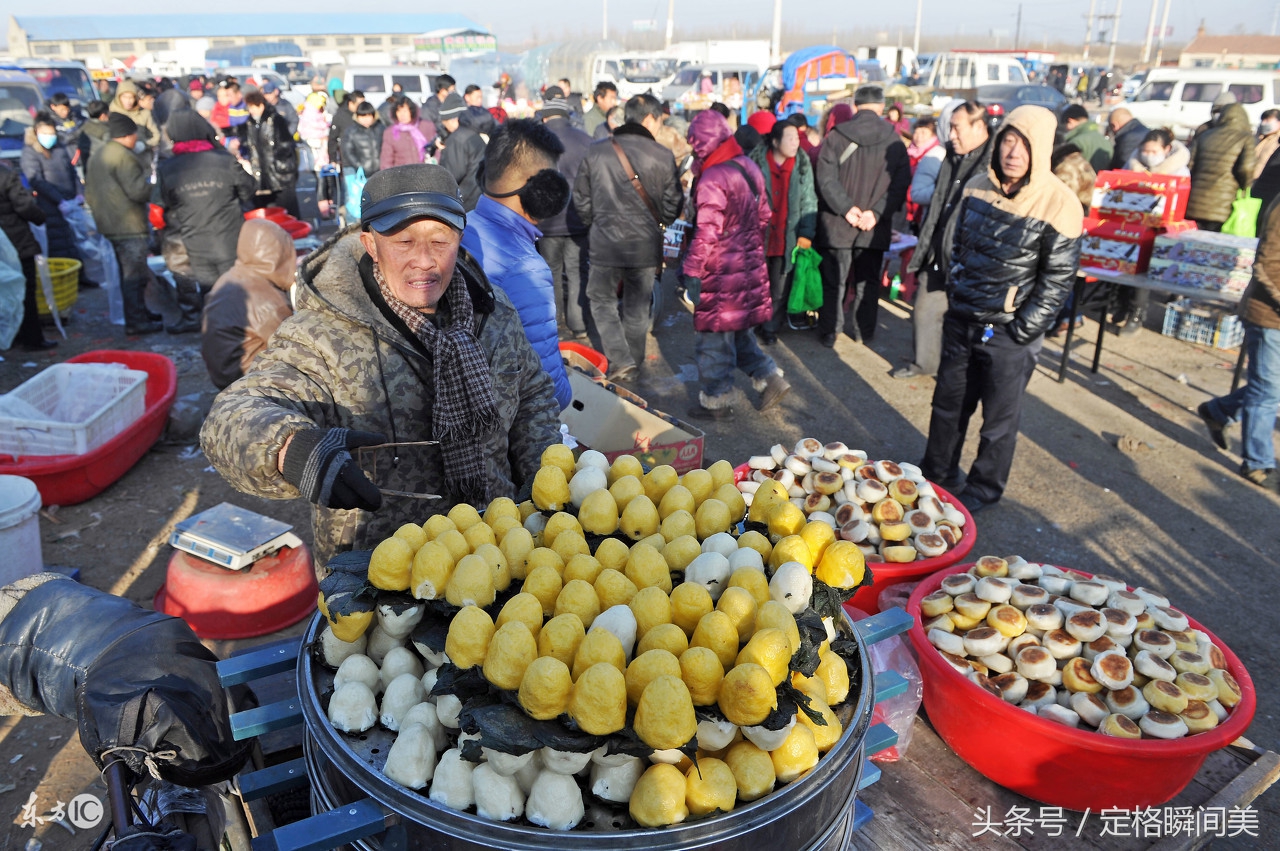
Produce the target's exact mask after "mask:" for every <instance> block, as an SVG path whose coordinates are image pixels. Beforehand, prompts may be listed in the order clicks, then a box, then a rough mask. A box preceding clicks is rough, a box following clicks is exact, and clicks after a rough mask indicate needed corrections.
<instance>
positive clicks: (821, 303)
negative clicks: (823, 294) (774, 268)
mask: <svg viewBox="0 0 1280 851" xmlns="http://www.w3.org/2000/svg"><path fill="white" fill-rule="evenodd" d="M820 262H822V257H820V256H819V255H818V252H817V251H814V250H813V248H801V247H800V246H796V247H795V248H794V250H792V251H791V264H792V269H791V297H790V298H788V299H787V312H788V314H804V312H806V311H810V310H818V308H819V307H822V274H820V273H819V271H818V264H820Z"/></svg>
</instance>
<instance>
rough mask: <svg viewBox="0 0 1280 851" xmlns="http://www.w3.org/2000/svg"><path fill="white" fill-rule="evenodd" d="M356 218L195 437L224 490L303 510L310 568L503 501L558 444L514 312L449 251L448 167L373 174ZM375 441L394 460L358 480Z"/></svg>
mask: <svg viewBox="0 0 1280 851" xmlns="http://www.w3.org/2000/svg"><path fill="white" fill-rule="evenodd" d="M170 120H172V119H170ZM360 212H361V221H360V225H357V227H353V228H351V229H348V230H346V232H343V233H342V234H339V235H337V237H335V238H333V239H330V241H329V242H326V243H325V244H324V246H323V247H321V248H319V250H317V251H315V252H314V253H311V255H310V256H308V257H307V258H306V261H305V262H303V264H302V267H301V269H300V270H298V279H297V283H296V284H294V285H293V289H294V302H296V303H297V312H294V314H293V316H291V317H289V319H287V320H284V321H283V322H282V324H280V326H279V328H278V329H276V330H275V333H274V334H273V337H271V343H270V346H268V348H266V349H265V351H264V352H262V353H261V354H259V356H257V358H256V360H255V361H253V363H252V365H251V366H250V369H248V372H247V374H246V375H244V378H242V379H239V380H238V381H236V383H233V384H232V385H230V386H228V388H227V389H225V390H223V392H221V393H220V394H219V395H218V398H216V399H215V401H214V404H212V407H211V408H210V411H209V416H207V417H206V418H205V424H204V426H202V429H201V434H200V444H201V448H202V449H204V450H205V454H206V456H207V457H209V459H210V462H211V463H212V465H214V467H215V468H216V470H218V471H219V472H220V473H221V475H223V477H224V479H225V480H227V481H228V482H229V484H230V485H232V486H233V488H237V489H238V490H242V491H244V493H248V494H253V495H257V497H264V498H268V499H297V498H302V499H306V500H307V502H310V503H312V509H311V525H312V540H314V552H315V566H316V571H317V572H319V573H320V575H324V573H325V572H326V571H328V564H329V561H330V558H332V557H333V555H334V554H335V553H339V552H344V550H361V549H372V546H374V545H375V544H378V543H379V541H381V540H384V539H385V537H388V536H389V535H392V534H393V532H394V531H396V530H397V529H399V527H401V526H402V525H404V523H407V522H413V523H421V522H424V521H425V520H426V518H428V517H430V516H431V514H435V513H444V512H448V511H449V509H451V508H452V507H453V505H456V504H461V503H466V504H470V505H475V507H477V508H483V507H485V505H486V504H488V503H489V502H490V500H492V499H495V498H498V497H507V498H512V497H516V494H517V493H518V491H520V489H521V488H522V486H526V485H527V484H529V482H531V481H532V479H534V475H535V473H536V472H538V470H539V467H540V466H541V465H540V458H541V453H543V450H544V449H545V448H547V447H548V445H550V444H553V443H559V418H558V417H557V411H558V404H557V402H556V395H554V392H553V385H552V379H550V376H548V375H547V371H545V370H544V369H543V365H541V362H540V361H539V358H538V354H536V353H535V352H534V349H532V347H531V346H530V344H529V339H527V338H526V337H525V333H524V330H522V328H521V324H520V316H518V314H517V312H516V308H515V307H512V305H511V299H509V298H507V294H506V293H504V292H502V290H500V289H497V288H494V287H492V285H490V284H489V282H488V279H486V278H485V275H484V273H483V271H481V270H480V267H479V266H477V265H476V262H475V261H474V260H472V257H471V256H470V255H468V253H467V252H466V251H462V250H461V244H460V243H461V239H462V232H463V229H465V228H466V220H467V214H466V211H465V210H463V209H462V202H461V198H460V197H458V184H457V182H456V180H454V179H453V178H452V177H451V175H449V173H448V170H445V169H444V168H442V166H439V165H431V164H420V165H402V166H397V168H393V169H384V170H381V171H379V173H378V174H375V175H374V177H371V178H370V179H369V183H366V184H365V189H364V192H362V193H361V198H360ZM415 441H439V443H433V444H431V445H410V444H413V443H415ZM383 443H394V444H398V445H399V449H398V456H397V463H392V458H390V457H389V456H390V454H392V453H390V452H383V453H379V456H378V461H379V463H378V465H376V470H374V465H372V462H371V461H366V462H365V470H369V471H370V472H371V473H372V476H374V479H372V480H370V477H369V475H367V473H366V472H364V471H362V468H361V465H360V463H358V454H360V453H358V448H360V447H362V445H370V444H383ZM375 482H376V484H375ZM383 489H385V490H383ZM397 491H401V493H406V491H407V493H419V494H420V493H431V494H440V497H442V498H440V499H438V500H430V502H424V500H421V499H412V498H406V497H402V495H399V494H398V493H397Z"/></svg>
* * *
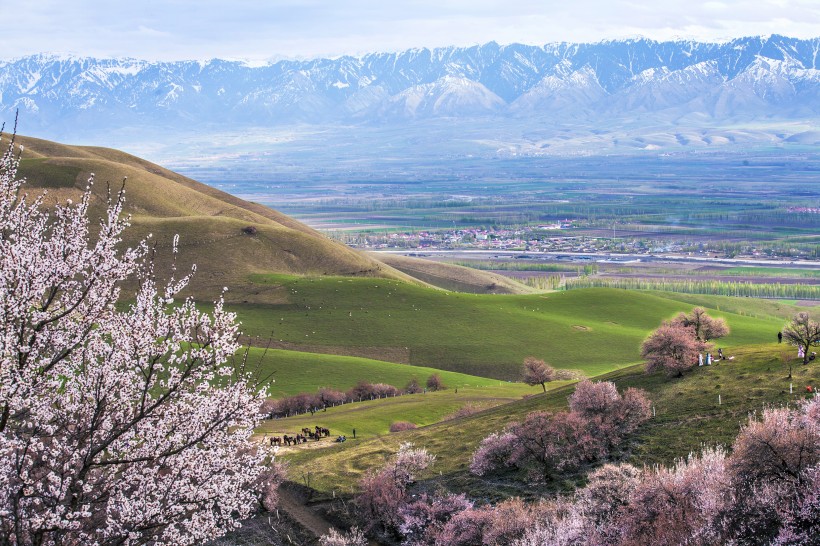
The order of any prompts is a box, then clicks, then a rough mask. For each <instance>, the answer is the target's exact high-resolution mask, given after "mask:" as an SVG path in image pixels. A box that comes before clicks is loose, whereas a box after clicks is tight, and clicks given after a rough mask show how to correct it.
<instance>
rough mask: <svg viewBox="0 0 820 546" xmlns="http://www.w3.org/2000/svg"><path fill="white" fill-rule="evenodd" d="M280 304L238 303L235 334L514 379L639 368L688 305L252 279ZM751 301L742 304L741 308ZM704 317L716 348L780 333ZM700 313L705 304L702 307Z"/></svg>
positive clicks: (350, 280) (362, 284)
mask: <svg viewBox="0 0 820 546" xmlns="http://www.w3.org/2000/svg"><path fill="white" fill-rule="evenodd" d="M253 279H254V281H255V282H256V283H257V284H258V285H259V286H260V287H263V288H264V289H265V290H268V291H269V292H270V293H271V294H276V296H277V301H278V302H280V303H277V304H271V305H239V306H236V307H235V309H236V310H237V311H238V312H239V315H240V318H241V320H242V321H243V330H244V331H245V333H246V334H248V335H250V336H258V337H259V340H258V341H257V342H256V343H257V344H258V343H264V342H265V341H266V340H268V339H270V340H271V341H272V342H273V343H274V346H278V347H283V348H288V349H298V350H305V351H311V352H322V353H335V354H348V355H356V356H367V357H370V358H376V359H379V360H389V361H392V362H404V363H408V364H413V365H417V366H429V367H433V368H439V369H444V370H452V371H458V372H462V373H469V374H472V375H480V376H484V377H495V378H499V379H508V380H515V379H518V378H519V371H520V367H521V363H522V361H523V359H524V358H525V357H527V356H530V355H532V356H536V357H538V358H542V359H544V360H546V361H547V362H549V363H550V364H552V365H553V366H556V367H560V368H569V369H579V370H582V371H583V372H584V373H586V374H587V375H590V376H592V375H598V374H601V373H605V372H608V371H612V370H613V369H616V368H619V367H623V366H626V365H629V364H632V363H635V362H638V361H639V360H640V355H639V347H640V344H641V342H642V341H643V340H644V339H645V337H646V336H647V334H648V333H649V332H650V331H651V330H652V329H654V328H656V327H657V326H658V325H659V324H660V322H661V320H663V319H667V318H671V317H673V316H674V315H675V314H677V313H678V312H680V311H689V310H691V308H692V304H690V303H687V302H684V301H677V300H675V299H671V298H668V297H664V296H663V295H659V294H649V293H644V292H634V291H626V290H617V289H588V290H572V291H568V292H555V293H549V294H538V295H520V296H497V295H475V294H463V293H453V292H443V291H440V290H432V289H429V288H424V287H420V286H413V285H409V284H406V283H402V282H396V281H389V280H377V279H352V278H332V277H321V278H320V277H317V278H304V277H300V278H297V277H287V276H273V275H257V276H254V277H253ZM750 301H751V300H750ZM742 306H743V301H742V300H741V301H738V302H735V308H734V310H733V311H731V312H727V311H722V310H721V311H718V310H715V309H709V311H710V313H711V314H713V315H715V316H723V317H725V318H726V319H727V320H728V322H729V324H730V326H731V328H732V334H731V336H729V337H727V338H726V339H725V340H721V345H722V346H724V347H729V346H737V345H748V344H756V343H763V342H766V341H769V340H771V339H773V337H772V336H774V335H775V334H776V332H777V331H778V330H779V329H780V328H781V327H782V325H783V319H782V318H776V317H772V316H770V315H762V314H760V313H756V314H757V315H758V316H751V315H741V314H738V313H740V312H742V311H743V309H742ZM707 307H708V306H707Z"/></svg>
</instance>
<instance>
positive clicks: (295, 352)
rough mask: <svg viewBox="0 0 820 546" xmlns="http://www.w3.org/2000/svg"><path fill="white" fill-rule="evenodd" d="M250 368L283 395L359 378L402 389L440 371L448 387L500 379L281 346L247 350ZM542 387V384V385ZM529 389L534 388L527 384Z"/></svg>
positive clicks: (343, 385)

**ASSIGNMENT**
Copy out every line of the items above that contains the string "positive", matching its case exactly.

**SOLUTION FOR THIS EXERCISE**
positive clicks: (821, 303)
positive clicks: (350, 280) (362, 284)
positive clicks: (295, 352)
positive clicks: (343, 385)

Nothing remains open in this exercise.